▶ [Passage given]:
———
Duplicate Report System

Overview

The Duplicate Report system identifies potential duplicate subscriptions by analyzing shipping addresses and customer data. It processes subscriptions asynchronously and logs potential duplicates for review.

Key Components

Detection Methods

  1. Address-Based Detection
    • Uses Soundex algorithm for phonetic matching
    • Compares shipping address keys
    • Identifies similar addresses that might represent the same location
  2. Multiple Self Subscriptions
    • Identifies when a single user has multiple active subscriptions
    • Excludes gifted and comped subscriptions from consideration

Processing Logic

  1. Subscription Status Filtering
    • Only processes subscriptions with statuses:
      • Pending
      • Active
      • On-hold
      • Pending-cancel
  2. Batch Processing
    • Processes subscriptions in batches of 50
    • Marks subscriptions as checked after processing
    • Handles asynchronous processing to prevent timeout

Duplicate Logging

  1. Log Entry Types
    • Standard duplicates (address matches)
———
▶ [Data shown]:
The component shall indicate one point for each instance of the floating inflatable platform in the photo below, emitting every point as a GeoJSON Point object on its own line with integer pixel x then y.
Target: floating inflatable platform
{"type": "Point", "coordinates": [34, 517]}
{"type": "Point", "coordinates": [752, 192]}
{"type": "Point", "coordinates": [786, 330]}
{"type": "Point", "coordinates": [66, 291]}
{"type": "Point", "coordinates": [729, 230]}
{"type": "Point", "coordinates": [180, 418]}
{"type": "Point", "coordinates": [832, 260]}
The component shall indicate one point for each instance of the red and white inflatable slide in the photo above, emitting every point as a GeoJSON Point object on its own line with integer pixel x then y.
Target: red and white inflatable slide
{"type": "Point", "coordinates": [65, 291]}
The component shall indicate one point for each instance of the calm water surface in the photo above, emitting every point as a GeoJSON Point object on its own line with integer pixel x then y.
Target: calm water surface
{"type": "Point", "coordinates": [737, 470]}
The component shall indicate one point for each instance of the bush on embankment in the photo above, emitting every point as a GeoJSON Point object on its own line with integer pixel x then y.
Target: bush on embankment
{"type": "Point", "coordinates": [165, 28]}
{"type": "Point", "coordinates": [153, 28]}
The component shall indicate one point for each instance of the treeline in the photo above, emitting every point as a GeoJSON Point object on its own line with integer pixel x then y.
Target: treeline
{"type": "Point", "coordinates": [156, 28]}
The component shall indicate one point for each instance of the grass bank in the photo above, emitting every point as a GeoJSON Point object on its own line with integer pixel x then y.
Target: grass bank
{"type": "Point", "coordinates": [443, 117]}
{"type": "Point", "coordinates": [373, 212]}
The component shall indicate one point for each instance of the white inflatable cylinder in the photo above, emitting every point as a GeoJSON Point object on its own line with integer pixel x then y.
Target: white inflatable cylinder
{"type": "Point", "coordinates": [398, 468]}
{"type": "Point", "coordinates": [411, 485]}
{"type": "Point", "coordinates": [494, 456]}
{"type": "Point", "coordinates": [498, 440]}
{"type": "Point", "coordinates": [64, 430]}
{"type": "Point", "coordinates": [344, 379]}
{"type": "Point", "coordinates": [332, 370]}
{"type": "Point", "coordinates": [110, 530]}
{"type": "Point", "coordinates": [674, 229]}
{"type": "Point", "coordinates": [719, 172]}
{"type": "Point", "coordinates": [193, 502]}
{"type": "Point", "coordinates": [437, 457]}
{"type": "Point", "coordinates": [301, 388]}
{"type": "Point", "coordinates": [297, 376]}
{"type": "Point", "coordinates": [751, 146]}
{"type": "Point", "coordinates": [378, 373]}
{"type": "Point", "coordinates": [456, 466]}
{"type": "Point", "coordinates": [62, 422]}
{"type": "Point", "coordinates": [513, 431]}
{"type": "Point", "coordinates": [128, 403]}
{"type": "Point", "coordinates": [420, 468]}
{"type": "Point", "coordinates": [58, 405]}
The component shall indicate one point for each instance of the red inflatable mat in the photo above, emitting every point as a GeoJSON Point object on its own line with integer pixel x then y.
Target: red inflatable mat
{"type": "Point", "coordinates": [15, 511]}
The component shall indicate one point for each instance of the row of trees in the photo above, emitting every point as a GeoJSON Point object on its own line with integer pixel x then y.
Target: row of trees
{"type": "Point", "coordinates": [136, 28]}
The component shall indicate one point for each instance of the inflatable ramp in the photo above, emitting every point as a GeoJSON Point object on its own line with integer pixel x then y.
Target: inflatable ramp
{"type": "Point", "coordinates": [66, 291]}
———
▶ [Task instructions]:
1. Summarize the Duplicate Report system description in two sentences.
2. According to the Duplicate Report system description, which kinds of subscriptions are excluded when checking for multiple self subscriptions?
3. Write what comes next in the Duplicate Report system description, starting after its final line.

▶ [Outputs for the tasks]:
1. The Duplicate Report system finds potential duplicate subscriptions by analyzing shipping addresses and customer data. It uses Soundex-based address matching and checks for users with multiple active subscriptions, processing pending, active, on-hold, and pending-cancel subscriptions asynchronously in batches of 50 and logging potential duplicates for review.

2. Gifted and comped subscriptions.

3.
    • Multiple-self subscriptions
    • Each entry includes:
      • Dupe key (soundex:address_key)
      • Original subscription ID
      • Duplicate subscription ID
      • Status
  2. Status Tracking
    • candidate: Potential duplicate awaiting review
    • multiple-self: Same customer with multiple subscriptions
    • ignored: Manually marked as not a duplicate
    • merged: Subscriptions have been combined

Database Structure

Duplicate Log Table

CREATE TABLE duplicate_log (
    candidate_id bigint(20) NOT NULL auto_increment,
    dupe_key varchar(128),
    status varchar(40),
    subscription_id bigint(20),
    duplicate_id bigint(20),
    updated datetime,
    PRIMARY KEY (candidate_id)
)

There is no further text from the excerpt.